WORK TO DO
Turn the lines below into a JSON list of strings, one string per line, starting at the line with "Identify the blue" and ending at the line with "[1322, 599]", both included. Use only those lines and leave out any blank ones.
-*-*-
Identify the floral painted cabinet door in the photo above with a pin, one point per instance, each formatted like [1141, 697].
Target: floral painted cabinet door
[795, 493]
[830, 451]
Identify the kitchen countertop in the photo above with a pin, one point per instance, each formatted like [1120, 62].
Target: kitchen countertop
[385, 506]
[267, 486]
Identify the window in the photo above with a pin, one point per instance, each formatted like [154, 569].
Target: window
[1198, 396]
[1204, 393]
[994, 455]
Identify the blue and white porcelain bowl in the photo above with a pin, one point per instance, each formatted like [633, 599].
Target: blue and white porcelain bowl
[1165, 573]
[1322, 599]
-*-*-
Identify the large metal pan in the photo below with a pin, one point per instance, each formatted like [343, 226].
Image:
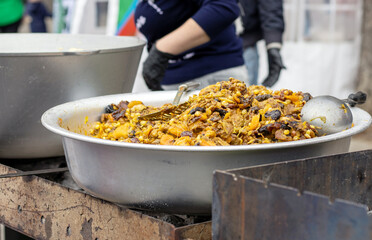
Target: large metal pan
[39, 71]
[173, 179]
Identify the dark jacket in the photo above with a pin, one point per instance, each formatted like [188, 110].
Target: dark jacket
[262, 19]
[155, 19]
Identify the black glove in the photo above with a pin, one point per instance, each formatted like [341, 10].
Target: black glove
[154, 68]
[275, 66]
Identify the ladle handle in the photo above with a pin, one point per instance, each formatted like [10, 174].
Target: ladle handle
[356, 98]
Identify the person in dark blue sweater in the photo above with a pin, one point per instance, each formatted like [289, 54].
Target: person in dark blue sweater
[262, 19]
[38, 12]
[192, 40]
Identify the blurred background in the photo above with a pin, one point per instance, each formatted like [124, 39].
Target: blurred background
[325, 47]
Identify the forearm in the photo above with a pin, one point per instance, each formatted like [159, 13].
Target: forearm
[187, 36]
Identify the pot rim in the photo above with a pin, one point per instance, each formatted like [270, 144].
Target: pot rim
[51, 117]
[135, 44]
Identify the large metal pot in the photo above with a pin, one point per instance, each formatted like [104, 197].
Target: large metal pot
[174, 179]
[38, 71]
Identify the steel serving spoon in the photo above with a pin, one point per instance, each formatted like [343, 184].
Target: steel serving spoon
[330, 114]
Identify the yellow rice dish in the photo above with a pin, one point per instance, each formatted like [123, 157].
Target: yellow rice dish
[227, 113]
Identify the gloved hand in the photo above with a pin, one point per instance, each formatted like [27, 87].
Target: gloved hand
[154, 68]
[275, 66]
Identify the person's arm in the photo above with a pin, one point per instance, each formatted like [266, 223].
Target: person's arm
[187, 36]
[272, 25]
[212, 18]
-*-*-
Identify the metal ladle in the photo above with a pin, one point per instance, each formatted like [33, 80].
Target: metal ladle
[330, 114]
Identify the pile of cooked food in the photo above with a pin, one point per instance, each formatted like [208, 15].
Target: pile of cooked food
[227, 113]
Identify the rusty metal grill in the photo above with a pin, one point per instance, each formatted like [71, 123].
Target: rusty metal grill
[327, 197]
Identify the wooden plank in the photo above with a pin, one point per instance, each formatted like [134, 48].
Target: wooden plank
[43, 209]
-*-*-
RESULT OF THE TASK
[
  "Identify the blue and white porcelain bowl in the photo above with a pin, one point per instance, each formatted like [633, 599].",
  "Target: blue and white porcelain bowl",
  "[1165, 573]",
  "[1322, 599]"
]